Work task: Return each line of the listing that follows in which the string "flat" can be found.

Segment Open

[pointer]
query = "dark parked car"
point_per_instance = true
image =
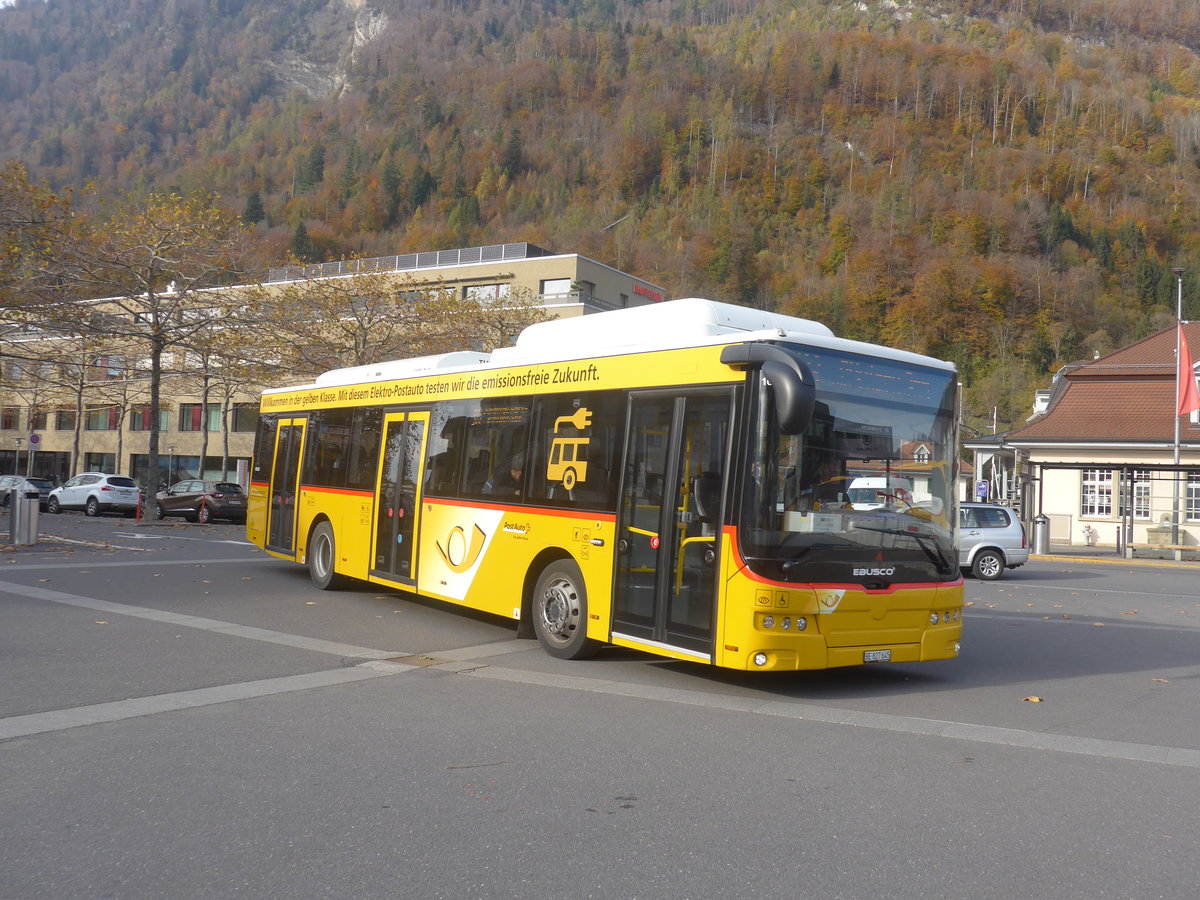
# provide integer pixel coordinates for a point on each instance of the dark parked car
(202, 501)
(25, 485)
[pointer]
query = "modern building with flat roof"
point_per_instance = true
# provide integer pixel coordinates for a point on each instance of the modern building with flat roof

Segment Closed
Segment Open

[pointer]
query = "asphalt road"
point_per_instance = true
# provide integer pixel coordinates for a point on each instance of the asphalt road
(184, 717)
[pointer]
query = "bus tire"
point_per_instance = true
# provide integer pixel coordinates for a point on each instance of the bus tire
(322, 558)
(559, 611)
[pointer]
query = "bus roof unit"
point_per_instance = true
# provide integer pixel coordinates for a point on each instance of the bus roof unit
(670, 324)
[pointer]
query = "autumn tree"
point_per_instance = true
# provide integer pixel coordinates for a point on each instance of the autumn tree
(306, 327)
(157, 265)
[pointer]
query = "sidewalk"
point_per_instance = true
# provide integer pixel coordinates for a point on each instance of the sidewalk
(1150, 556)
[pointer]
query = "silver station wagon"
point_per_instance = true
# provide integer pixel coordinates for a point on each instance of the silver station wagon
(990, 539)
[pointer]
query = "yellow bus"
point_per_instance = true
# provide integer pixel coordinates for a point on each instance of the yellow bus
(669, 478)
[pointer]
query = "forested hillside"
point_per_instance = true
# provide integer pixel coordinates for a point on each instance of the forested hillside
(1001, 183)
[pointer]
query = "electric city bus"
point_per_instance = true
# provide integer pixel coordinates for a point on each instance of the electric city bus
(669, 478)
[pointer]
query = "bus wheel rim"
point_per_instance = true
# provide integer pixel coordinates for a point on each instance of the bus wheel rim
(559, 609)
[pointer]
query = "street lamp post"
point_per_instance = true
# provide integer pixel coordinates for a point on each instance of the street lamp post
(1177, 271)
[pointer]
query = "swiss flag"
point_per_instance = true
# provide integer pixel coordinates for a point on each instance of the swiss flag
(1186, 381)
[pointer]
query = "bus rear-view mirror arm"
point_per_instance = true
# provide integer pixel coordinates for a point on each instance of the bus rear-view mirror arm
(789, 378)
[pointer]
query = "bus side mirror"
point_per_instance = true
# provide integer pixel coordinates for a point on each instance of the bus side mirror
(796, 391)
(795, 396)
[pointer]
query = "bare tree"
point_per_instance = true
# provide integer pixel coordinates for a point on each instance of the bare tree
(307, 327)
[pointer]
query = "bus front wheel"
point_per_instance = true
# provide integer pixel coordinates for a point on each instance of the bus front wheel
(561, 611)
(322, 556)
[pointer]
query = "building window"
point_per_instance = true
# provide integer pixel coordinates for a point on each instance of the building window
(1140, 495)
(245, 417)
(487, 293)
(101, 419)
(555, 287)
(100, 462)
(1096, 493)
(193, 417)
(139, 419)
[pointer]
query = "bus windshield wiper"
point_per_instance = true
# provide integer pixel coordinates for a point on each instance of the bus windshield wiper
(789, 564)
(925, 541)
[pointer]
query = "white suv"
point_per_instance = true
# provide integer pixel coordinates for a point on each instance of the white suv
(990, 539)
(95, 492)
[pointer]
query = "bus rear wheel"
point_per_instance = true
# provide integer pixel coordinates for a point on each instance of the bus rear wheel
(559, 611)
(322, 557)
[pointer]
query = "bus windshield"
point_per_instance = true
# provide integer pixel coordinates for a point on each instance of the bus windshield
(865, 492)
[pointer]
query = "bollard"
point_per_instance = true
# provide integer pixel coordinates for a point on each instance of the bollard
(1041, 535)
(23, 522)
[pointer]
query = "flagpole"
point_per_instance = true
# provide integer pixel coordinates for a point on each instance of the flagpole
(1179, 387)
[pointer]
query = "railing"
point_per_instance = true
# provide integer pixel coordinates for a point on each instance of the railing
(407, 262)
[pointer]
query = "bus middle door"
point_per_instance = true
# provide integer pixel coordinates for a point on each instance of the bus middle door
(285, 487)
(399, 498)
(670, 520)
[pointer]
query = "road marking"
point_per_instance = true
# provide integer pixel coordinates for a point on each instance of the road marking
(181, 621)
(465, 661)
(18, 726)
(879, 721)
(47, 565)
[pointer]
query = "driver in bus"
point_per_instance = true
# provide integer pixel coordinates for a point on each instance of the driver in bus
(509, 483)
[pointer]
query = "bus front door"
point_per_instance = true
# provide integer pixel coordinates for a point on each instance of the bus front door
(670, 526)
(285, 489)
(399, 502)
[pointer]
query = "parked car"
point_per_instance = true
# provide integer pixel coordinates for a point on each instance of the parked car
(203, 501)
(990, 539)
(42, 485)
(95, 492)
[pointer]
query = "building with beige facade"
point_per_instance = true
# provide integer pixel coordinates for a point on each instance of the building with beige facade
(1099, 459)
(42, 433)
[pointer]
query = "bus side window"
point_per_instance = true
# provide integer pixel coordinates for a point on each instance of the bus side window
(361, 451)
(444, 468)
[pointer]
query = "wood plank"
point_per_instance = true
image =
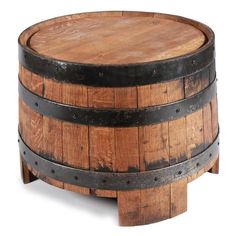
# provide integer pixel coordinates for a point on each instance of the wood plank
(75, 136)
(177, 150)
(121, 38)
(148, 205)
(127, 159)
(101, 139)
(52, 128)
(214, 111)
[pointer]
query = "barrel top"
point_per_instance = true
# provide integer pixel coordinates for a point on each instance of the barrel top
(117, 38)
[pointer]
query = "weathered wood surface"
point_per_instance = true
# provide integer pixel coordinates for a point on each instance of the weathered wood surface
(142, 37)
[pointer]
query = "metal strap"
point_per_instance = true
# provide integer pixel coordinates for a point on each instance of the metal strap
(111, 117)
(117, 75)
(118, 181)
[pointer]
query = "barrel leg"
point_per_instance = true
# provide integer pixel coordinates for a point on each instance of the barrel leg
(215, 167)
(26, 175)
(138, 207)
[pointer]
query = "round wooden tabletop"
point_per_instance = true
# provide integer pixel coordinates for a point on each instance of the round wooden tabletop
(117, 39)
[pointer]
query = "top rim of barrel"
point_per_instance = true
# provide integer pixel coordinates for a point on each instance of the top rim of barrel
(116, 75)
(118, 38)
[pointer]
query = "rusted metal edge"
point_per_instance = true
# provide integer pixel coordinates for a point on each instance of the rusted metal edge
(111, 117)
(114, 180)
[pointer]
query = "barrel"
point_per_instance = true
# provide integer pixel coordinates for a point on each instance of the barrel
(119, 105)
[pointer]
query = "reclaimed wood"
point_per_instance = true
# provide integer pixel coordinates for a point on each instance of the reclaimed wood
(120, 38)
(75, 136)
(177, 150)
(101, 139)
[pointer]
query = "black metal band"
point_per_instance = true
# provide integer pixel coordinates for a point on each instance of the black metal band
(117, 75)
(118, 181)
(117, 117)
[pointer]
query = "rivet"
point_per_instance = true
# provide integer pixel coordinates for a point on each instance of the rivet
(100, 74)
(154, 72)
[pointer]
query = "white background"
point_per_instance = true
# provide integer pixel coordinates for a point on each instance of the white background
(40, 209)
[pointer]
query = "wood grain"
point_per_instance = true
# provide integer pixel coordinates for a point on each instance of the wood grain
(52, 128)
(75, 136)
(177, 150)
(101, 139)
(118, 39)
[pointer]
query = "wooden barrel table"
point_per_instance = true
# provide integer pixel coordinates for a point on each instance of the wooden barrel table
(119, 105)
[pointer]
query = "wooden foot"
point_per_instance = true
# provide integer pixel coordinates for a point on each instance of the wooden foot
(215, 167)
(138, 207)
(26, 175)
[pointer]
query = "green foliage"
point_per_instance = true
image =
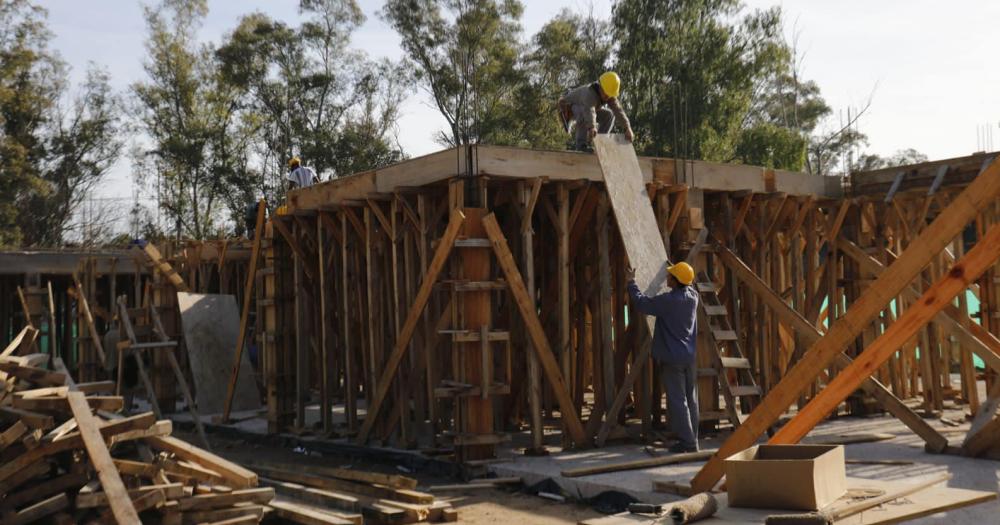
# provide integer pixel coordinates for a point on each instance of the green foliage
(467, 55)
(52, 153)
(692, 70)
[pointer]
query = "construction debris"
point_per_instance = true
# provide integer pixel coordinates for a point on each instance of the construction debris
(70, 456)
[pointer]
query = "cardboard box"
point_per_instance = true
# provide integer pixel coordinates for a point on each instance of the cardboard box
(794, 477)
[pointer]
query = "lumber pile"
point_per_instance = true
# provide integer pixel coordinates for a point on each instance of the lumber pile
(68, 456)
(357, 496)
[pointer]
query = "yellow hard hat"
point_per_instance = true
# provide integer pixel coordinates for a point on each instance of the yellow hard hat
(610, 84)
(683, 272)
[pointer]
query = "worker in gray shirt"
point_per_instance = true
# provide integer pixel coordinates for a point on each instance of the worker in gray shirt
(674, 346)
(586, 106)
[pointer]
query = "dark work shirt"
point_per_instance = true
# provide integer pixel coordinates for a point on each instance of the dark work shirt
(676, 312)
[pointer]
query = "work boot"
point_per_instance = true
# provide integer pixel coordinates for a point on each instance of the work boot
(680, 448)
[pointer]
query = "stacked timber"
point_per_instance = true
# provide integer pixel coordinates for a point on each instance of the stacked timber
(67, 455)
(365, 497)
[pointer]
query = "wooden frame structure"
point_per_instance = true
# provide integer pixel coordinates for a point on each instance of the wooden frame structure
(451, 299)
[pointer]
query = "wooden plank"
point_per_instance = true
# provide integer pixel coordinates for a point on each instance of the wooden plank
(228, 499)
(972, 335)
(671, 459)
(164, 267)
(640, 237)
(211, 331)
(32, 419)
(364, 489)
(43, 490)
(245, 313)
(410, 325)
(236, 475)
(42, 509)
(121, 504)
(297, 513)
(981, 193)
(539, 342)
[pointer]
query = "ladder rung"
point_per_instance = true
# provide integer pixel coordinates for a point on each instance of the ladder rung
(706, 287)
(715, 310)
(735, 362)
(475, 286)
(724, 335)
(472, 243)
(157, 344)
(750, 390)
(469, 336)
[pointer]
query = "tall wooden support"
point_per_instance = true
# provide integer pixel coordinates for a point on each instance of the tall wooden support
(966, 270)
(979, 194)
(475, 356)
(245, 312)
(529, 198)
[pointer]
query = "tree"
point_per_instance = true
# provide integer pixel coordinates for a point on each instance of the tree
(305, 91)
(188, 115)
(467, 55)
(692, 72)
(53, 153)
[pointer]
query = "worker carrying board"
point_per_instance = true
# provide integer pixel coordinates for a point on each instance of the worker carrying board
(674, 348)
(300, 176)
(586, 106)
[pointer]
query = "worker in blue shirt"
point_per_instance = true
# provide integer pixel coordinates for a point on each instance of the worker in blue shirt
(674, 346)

Segment Closed
Segment Open

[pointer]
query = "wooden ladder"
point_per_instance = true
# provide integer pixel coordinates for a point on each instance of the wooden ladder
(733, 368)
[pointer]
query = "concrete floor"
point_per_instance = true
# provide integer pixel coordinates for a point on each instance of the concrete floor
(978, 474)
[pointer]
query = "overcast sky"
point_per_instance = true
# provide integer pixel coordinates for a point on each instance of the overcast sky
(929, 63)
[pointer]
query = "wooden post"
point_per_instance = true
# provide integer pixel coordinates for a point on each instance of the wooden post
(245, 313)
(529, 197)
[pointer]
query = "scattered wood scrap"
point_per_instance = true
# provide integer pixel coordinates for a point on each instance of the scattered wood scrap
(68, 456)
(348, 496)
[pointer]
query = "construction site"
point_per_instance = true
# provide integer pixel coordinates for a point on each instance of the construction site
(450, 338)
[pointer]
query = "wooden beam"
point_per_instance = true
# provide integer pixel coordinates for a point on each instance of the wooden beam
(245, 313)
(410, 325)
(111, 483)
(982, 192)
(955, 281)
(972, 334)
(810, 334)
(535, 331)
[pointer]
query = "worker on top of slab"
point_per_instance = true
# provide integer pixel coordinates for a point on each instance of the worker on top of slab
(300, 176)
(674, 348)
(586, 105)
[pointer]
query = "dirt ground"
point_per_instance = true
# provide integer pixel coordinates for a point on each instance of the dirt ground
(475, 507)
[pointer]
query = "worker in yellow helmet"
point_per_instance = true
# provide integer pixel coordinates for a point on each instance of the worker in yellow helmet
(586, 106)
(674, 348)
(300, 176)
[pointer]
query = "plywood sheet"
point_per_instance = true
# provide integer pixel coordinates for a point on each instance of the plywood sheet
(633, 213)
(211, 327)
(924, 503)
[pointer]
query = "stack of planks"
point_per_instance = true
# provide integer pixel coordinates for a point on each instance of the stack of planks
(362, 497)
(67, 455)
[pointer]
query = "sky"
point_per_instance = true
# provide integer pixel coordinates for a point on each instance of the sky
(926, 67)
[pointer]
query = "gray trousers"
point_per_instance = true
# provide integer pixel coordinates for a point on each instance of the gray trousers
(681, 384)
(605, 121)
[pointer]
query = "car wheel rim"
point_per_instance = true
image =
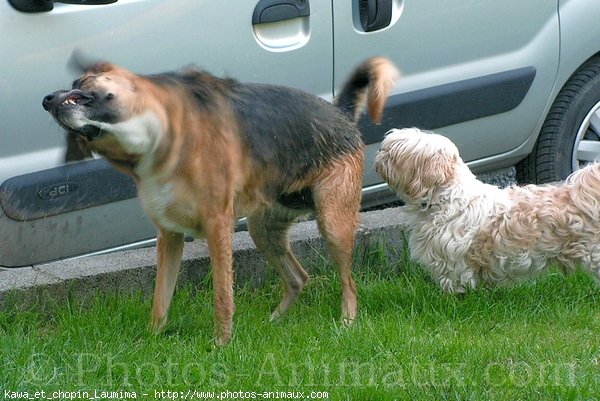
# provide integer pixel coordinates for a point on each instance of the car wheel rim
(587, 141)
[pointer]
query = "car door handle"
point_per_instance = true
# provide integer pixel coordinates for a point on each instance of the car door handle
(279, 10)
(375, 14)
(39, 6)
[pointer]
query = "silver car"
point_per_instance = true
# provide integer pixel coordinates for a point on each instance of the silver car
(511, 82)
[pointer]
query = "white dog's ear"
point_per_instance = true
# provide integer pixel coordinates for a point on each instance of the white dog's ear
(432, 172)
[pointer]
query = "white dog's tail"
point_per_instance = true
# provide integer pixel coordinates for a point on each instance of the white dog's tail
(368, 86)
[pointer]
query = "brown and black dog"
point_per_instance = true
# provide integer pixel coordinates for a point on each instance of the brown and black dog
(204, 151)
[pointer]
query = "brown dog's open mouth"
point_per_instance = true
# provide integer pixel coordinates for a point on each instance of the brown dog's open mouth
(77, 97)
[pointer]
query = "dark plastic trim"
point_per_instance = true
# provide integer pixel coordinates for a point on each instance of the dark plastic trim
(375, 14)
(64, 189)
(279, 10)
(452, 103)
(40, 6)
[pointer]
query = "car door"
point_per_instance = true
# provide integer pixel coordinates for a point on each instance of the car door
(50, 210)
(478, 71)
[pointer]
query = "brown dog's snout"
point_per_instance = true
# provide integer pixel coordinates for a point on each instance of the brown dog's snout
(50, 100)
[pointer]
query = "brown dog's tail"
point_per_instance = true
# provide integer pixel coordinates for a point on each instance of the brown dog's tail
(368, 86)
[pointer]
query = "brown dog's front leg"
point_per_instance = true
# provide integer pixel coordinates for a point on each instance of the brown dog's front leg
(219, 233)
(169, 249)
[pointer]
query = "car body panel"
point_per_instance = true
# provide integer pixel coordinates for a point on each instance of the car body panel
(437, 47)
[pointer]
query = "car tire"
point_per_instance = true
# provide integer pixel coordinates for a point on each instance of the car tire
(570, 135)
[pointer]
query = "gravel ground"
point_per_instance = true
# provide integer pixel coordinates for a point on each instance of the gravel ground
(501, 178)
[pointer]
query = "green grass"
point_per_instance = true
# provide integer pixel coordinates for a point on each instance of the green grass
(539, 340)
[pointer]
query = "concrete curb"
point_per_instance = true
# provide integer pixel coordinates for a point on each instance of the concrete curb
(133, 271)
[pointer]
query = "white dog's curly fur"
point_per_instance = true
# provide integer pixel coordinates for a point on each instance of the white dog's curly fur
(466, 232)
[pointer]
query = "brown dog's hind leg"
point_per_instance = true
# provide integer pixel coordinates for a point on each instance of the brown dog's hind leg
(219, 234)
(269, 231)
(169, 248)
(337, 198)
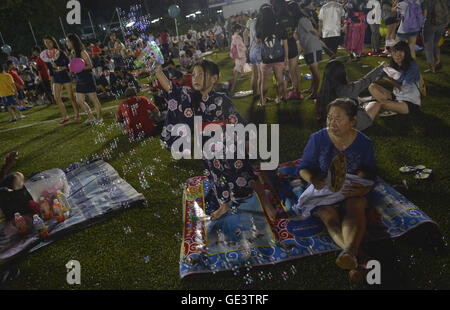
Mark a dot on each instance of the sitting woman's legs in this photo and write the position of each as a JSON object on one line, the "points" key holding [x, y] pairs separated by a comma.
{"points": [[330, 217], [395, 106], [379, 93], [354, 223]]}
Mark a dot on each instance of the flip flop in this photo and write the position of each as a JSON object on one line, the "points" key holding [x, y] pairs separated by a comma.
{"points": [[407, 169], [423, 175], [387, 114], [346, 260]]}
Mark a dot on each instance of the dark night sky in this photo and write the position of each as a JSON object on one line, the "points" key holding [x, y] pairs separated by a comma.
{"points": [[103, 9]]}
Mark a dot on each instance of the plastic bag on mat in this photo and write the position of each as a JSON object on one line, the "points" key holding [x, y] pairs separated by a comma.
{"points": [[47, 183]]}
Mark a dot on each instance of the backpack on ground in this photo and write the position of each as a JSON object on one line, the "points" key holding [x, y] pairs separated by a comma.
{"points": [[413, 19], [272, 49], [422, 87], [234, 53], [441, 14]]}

Segment Closed

Answer for the task:
query = "modern building with flat roof"
# provide integer pixel coordinates for a point on each instance of the modern building with flat roof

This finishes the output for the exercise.